> _Exercise objective_: Every line below must be reproduced exactly; no pictures are to be included.

> _Given records_:
□ □ □
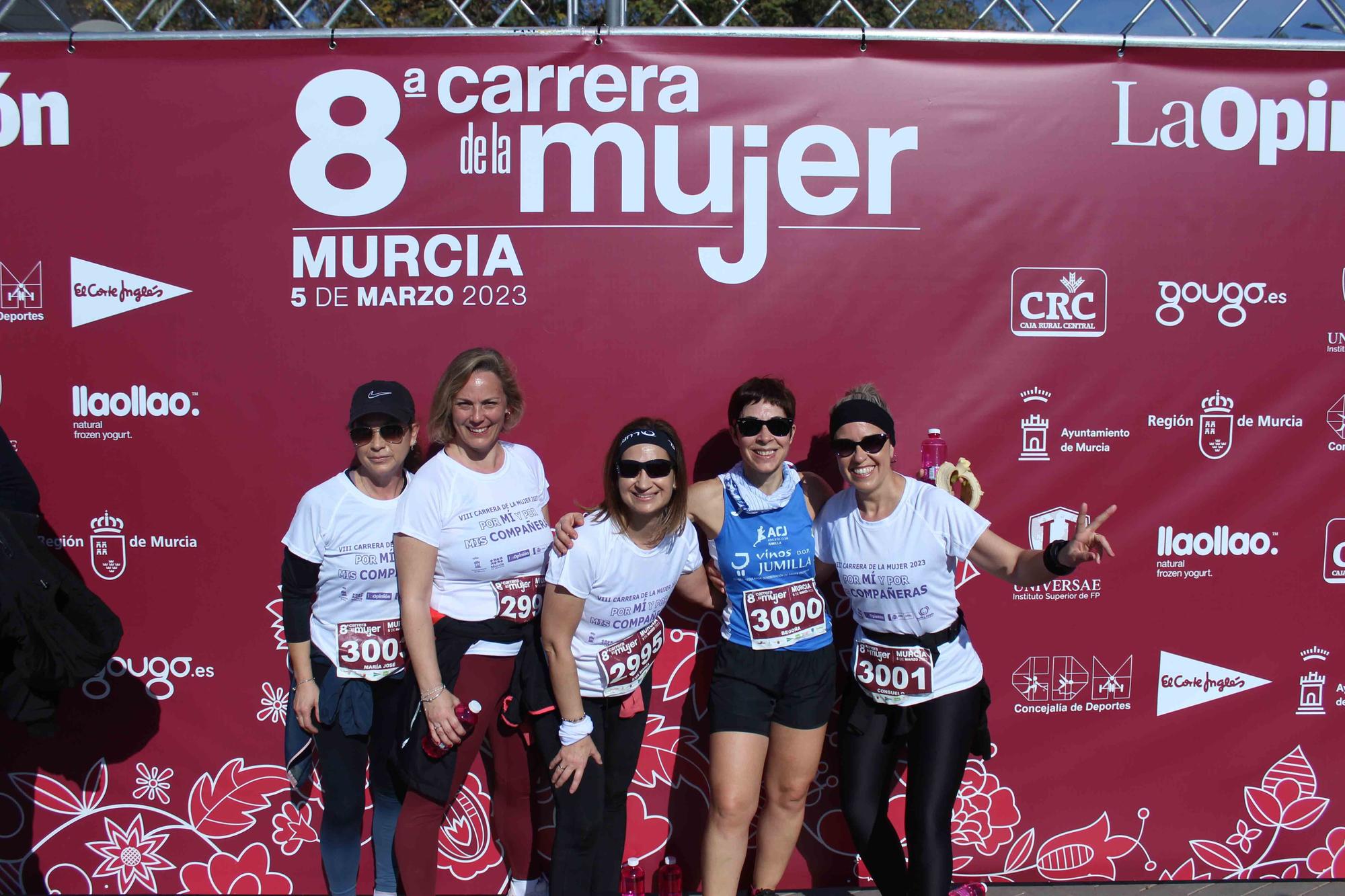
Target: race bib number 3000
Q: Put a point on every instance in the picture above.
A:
(785, 615)
(625, 663)
(891, 673)
(518, 599)
(371, 649)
□ □ □
> _Result for this task_:
Target: race bib number 3000
Q: Put a point on every instance in the picture above.
A:
(785, 615)
(625, 663)
(891, 673)
(518, 599)
(371, 649)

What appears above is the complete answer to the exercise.